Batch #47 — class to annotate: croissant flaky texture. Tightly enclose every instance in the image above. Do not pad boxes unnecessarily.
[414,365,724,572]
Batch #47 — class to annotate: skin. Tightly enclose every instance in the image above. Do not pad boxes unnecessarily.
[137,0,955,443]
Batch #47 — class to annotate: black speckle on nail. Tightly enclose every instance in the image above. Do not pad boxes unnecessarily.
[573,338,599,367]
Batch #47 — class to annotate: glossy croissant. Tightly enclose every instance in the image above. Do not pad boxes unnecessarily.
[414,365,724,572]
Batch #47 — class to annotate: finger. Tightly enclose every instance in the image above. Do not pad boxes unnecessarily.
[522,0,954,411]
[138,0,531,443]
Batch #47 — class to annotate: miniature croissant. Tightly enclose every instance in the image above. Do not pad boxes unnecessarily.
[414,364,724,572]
---
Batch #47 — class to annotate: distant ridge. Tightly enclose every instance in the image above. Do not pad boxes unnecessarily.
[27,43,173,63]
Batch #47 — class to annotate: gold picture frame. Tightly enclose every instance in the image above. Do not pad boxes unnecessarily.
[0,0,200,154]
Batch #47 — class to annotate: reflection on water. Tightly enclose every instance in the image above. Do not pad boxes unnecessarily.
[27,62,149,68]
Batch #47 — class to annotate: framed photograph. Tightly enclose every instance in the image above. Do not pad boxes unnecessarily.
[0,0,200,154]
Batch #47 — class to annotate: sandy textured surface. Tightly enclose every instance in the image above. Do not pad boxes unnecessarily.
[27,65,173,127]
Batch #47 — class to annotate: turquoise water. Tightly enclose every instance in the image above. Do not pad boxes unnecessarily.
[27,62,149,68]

• _EXERCISE REQUIREMENTS_
Please report each line in the records above that contains the word "croissant", copying every such line in full. Case counts.

• _THE ANSWER_
Batch #47 — class to annotate: croissant flaky texture. Tightly enclose every instance in the image above. Do not pad boxes unnecessarily.
Batch #47 — class to annotate: glossy croissant. Tightly enclose every instance in the image above. Do not pad boxes unnecessarily.
Batch #47 — class to annotate: miniature croissant. Tightly enclose every instance in the image above. Do not pad boxes unnecessarily.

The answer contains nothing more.